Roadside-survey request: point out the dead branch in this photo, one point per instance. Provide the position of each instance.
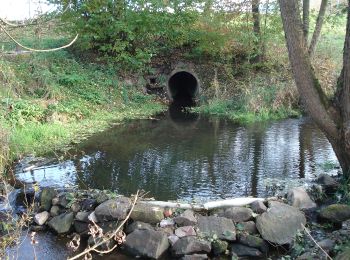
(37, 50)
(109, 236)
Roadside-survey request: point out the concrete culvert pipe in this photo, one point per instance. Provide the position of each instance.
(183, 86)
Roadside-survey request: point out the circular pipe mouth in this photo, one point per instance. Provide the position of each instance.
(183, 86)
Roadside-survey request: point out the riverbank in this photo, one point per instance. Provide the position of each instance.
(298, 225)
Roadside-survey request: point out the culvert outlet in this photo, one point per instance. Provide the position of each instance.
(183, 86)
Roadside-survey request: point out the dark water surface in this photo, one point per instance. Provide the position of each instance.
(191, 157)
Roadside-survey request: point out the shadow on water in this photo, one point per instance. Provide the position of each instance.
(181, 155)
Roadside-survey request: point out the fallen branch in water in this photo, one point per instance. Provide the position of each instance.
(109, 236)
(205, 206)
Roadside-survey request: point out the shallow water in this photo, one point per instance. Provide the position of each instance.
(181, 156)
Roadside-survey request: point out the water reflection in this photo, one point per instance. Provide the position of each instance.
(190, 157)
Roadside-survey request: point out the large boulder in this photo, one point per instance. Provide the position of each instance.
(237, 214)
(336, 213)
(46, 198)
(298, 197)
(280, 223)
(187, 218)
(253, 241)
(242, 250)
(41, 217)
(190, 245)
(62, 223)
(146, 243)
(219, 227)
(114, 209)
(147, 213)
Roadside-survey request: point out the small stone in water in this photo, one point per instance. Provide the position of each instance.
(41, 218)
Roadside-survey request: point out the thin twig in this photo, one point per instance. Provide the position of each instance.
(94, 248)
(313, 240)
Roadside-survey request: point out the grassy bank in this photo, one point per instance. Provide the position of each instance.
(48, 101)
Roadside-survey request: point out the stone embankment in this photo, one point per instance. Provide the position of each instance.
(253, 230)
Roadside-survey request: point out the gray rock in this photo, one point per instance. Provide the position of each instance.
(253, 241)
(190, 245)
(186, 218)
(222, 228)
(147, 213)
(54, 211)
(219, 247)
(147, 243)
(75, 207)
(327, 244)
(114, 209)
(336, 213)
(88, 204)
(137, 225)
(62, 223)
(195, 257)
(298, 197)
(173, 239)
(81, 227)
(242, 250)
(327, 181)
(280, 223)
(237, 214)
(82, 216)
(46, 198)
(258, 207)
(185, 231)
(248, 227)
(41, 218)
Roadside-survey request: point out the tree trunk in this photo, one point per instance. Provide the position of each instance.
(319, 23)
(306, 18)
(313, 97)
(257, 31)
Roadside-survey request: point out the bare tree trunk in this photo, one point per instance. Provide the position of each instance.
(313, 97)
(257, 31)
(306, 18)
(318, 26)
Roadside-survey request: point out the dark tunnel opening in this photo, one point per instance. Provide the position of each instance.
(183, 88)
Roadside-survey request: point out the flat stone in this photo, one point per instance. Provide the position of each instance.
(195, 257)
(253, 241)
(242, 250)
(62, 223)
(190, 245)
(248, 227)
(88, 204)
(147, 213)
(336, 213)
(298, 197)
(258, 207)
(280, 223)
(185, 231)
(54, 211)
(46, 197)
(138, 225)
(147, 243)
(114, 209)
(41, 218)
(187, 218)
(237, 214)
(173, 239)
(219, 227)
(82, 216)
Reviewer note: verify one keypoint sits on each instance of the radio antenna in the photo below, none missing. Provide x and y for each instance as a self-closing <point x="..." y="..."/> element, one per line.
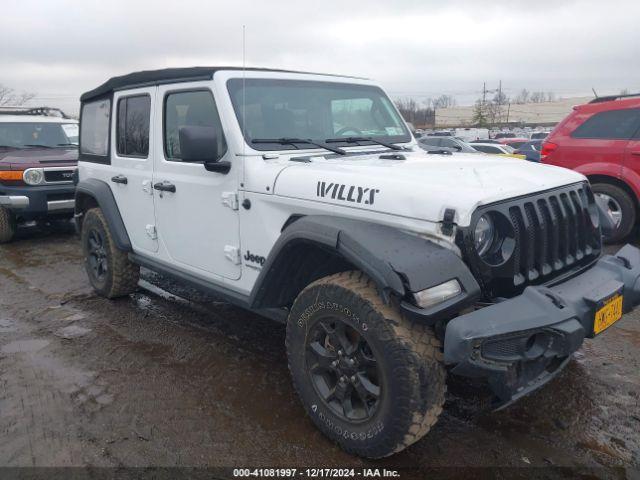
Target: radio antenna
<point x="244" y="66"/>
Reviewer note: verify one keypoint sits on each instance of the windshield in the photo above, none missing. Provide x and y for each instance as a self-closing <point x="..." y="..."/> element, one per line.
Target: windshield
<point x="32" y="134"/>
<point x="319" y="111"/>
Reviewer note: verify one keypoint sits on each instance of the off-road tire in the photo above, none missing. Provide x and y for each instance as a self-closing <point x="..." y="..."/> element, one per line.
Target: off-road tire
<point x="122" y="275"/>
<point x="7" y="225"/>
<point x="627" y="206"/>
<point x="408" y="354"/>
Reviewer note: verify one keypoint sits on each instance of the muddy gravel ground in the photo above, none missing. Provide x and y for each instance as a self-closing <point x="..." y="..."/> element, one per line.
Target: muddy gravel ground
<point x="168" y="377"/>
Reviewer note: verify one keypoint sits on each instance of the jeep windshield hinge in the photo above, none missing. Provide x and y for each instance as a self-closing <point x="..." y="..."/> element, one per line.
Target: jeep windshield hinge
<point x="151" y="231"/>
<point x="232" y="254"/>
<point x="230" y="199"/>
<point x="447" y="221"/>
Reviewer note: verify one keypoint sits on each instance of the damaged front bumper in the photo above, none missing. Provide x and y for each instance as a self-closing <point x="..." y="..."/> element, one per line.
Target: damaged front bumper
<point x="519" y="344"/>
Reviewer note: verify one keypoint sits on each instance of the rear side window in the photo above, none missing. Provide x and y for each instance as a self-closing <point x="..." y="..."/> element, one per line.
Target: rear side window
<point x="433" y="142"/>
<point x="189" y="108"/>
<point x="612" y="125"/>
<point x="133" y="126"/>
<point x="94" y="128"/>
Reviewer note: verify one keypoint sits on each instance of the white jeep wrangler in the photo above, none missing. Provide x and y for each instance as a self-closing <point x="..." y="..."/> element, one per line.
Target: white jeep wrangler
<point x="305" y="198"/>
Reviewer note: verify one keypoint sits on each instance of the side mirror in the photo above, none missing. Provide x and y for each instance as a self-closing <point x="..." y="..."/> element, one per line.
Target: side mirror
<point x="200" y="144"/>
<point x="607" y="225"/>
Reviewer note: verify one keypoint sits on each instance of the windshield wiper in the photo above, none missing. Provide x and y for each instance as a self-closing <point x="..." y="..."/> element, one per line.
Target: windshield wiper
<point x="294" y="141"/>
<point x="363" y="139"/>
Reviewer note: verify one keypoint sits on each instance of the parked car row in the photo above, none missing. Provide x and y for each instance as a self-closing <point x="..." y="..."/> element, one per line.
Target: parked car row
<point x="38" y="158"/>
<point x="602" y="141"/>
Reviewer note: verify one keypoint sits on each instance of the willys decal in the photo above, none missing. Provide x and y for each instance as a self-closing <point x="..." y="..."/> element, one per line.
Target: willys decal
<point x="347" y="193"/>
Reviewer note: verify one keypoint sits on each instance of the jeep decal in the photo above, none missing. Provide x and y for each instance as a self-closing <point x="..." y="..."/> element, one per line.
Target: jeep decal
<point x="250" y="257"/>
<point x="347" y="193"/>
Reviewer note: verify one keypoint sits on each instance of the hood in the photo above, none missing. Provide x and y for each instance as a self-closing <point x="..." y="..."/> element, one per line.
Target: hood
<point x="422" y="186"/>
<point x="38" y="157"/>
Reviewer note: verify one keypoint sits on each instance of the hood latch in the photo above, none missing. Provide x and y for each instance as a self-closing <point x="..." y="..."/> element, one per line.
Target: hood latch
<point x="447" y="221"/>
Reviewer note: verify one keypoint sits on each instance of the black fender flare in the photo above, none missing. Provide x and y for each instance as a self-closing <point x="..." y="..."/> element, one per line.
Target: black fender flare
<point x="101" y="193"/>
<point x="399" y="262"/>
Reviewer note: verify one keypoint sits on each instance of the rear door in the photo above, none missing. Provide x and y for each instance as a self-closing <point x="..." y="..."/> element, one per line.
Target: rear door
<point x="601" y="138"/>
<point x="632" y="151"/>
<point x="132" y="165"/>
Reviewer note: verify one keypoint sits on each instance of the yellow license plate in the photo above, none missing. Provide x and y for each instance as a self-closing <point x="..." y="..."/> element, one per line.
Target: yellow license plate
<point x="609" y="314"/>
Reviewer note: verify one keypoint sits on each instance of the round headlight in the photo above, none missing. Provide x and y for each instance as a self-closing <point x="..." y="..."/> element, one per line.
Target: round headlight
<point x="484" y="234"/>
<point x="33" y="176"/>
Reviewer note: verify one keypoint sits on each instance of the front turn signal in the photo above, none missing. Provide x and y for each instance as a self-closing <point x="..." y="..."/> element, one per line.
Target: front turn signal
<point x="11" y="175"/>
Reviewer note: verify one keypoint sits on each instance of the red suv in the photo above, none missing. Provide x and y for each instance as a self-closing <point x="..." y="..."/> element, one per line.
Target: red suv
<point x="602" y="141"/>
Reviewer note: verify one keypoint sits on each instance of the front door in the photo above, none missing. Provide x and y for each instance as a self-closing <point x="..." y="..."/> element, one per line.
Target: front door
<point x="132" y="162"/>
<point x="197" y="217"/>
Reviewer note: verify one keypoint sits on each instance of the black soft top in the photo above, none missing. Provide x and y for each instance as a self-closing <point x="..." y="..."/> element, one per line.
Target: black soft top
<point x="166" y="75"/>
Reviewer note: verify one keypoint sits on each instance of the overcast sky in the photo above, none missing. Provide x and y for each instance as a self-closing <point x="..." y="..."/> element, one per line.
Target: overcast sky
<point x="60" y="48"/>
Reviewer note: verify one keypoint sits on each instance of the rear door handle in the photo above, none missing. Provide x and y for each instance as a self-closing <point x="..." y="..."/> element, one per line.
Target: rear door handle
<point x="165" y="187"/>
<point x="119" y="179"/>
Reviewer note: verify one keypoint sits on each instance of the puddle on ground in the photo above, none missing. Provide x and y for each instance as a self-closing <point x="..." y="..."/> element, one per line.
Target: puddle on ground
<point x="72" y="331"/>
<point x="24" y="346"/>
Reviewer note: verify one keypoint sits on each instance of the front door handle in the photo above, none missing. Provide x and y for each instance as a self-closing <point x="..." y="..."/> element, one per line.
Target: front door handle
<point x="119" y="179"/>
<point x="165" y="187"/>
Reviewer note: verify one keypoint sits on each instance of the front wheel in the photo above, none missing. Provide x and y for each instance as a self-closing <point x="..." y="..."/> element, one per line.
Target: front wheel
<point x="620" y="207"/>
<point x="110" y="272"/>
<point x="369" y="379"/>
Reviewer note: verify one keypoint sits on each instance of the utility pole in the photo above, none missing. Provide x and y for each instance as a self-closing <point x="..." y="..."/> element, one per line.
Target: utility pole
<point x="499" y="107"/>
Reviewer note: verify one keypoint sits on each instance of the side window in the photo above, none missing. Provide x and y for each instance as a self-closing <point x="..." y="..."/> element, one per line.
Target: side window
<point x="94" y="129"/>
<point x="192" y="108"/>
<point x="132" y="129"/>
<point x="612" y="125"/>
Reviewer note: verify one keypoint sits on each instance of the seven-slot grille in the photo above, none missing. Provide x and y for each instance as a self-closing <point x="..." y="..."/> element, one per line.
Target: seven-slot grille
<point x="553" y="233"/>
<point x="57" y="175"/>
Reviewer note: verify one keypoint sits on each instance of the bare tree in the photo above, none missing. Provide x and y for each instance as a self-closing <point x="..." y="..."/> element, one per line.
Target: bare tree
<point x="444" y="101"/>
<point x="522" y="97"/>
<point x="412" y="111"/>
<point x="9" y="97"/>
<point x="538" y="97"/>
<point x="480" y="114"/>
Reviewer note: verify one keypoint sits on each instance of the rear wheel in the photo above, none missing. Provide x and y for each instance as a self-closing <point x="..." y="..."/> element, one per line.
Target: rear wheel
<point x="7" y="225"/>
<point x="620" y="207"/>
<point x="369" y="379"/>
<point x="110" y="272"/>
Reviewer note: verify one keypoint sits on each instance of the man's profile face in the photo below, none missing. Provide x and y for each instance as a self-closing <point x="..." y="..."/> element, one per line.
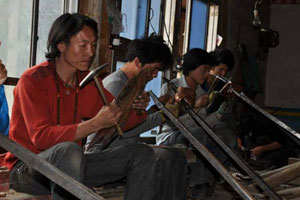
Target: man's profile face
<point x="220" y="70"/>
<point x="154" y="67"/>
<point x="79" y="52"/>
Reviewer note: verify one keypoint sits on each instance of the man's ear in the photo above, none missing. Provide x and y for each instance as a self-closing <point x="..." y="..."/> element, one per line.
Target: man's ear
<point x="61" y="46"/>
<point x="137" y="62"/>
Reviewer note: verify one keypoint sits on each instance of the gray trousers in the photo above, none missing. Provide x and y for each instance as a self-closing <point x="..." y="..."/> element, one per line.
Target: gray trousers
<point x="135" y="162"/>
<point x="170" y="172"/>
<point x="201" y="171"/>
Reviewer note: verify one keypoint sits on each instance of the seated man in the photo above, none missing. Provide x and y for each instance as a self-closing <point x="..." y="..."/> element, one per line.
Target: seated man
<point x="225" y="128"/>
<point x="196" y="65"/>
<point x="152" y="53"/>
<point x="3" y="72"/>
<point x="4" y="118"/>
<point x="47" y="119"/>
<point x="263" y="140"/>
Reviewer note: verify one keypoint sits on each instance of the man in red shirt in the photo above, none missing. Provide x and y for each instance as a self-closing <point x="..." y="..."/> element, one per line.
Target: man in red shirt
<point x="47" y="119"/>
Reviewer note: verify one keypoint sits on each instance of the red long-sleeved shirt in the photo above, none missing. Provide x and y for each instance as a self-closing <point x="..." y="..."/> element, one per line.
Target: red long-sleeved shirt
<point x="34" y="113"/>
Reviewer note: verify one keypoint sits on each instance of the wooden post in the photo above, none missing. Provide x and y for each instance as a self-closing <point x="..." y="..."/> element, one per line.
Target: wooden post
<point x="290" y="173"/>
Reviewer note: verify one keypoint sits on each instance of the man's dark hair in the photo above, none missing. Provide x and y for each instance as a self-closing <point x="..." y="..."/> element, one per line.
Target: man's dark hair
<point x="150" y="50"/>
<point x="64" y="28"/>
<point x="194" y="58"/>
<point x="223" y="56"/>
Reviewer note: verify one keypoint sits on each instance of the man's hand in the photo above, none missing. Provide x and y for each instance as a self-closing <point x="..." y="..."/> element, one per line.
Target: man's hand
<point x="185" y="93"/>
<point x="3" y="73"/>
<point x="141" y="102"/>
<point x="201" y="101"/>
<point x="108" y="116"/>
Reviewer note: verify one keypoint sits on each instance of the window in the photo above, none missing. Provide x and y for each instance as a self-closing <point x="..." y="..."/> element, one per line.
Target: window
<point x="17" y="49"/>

> _Exercise details_:
Please extract exactly, and only, the lines from the line containing "the man's hand" through the last line of the records.

> _Final result_:
Reviewer note: verify one keypoint sits on each instance of the man's hand in the photo above, none missing. Provide x and y for each instance as a self-closing <point x="..." y="..."/> element, one per line.
Target: man's hand
<point x="185" y="93"/>
<point x="3" y="73"/>
<point x="141" y="102"/>
<point x="201" y="101"/>
<point x="108" y="116"/>
Reviewer note: verify one keypoint sits on each instance of the window in the photo above, none missing. Provide x and y for each instance as a self-closing <point x="..." y="..."/> element, one per line.
Target: window
<point x="17" y="49"/>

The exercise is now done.